━━ 掲載本文 ━━

Updated by SAGOJO on March 29, 2021, 12:17 pm JST Sponsored by 株式会社泉州アグリ

まったくの初心者が独立して農業を始めようとしたら、まずは知識と技術を身に付ける必要がある。加えて、十分な資金を調達して農地を確保し、機械類や設備の用意もしなければならない。相当な熱意と覚悟が求められる。一人で就農するなら、なおさらだ。

そんな就農に対する固定概念を覆し、新しい農業のスタイルを提案・提供しているのが「泉佐野アグリカレッジ」だ。これは、株式会社泉州アグリ、NPO法人おおさか若者就労支援機構、有限責任事業組合大阪職業教育恊働機構(以下、A’ワーク創造館)の3団体で構成された共同企業体である。

事業のメインは、誰でも無料で参加できる農業体験プログラムの開催。さらに、働きたい若者と人手不足の農家をマッチングさせる就労支援も行う。活動拠点である大阪府泉佐野市のほか、青森県弘前市や石川県加賀市など、体験・就労の受け入れ先は全国各地にある。

ライトな農業体験からプロとしての就農まで、若者に対して農業の間口を広げる試みだ。もちろん、地方農家の働き手不足を解消することにもなる。このプログラムがきっかけで、都市と地方で多拠点居住をする若者も出始めている。農業体験が関係人口の創出につながっているのだ。創生する未来では、彼らの取り組みを2回にわたって紹介する。

━━━
━━ 記録一覧 ━━

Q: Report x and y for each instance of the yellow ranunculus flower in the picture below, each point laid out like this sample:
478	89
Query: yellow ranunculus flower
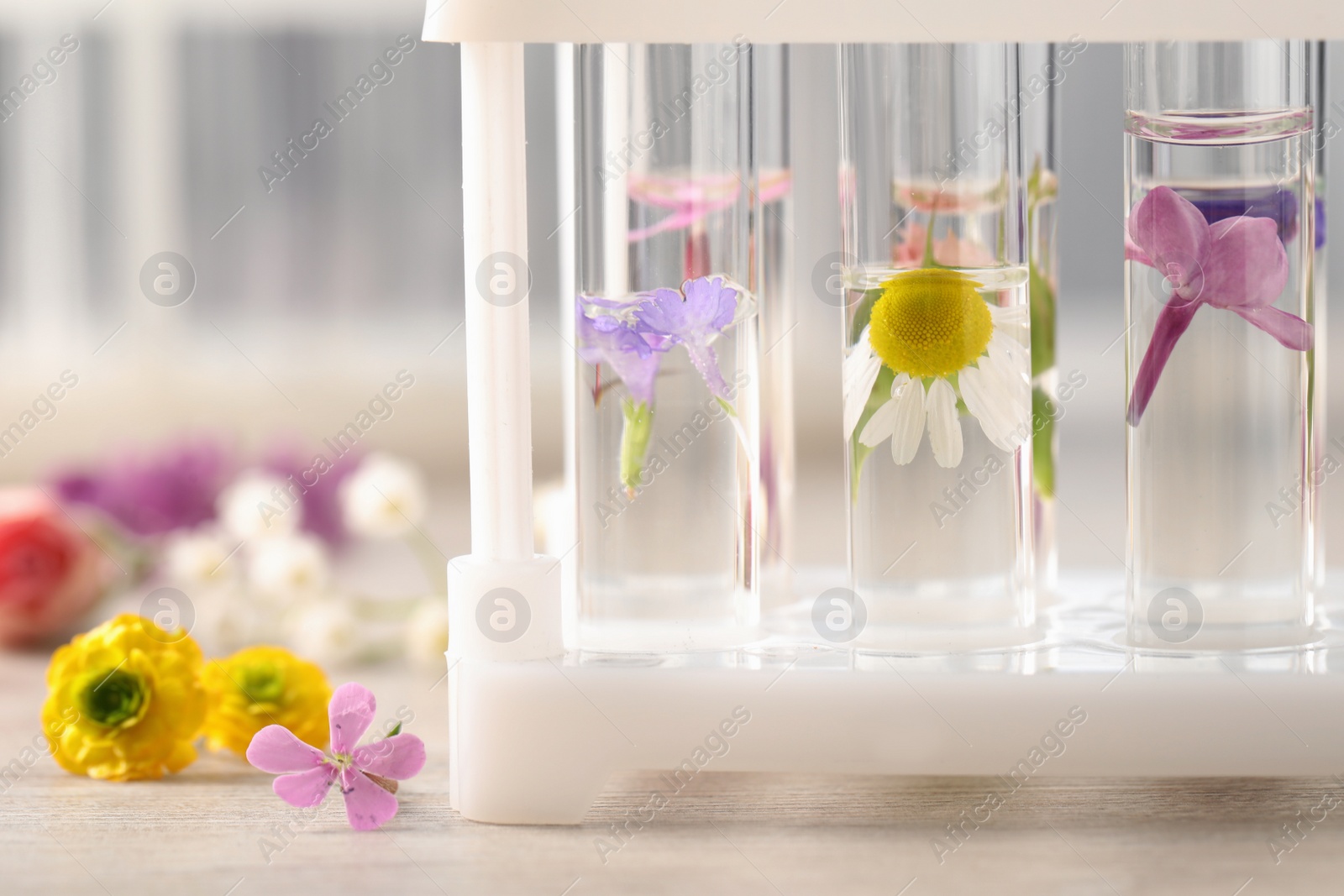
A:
125	701
260	687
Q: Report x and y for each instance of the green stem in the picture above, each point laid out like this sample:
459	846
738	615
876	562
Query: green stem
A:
635	441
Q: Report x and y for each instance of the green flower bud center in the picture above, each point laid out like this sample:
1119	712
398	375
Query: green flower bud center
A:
262	683
114	699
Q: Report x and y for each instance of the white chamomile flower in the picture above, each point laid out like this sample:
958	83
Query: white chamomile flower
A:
199	558
383	499
288	566
257	506
942	342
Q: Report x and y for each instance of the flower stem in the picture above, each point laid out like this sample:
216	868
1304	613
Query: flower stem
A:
635	443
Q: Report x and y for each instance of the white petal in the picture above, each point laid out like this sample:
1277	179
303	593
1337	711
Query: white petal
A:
858	375
1003	411
1012	322
879	425
944	423
909	399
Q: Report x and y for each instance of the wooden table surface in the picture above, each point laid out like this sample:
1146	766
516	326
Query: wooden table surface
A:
206	831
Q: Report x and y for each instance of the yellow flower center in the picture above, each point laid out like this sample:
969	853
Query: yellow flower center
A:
929	322
114	699
262	683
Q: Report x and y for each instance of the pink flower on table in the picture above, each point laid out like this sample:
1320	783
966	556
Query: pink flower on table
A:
367	774
1236	264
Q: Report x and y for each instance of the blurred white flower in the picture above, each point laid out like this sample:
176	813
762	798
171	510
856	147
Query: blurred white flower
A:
199	558
328	633
259	506
427	633
383	499
228	620
288	566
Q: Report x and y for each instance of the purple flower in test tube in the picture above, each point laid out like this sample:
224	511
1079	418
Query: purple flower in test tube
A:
611	338
692	317
1278	206
1236	264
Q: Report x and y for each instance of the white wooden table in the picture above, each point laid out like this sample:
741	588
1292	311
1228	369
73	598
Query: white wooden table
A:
203	831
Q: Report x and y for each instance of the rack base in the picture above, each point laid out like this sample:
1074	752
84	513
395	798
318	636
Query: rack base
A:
535	741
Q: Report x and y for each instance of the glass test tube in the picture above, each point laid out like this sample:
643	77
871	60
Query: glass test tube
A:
937	344
665	338
1221	315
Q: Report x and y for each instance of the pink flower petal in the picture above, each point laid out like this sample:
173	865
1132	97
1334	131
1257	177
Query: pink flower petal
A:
351	712
307	788
1173	233
367	805
275	748
398	758
1289	329
1247	265
1173	322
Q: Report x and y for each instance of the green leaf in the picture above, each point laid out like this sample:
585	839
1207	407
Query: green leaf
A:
635	441
859	452
1042	301
1042	443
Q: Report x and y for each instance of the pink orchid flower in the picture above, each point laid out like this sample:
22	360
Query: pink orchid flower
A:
1236	264
367	774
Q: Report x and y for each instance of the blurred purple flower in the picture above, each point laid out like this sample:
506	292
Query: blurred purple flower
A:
174	488
320	501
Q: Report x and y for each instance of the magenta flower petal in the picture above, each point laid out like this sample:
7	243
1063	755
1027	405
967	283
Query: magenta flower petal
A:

━━━

課題 A:
泉佐野アグリカレッジについての上の記事では、事業のメインは何だとされていますか?
課題 B:
泉佐野アグリカレッジについての上の記事から、「まったくの初心者が独立して農」から「受け入れ先は全国各地にある。」までを一字一句違えずに抜き出してください。
課題 C:
泉佐野アグリカレッジについての上の記事の続きを書いてください。

解答 A:
誰でも無料で参加できる農業体験プログラムの開催です。

解答 B:
まったくの初心者が独立して農業を始めようとしたら、まずは知識と技術を身に付ける必要がある。加えて、十分な資金を調達して農地を確保し、機械類や設備の用意もしなければならない。相当な熱意と覚悟が求められる。一人で就農するなら、なおさらだ。

そんな就農に対する固定概念を覆し、新しい農業のスタイルを提案・提供しているのが「泉佐野アグリカレッジ」だ。これは、株式会社泉州アグリ、NPO法人おおさか若者就労支援機構、有限責任事業組合大阪職業教育恊働機構(以下、A’ワーク創造館)の3団体で構成された共同企業体である。

事業のメインは、誰でも無料で参加できる農業体験プログラムの開催。さらに、働きたい若者と人手不足の農家をマッチングさせる就労支援も行う。活動拠点である大阪府泉佐野市のほか、青森県弘前市や石川県加賀市など、体験・就労の受け入れ先は全国各地にある。

解答 C:
生産から加工・販売まで「農」のすべてを無料体験。農業を通じて多拠点居住を決める参加者も

泉佐野市は、大阪府南部にあり関西国際空港のお膝元の町。交通アクセスの利便性は高い。泉佐野市を含む大阪府南西部の13市町は泉州地域と呼ばれ、海と山に囲まれたエリアである。温暖な気候に恵まれ、昔から農業が盛んだ。水なすやキャベツ、たまねぎなどの美味しい泉州野菜は、「天下の台所・大阪」の食を支えている。

つまり泉佐野アグリカレッジは、いわゆる「都市農業」に適した場所で活動しているといえる。しかし、事業の成り立ちを振り返ると、発足当初は「農業」というキーワードすら挙がっていなかったという。それは、団体の前身であるNPO法人おおさか若者就労支援機構の事業が、働きたくても働けない若者のサポートだったからだ。ベースにあったのは、あくまで「就労支援」だったのだ。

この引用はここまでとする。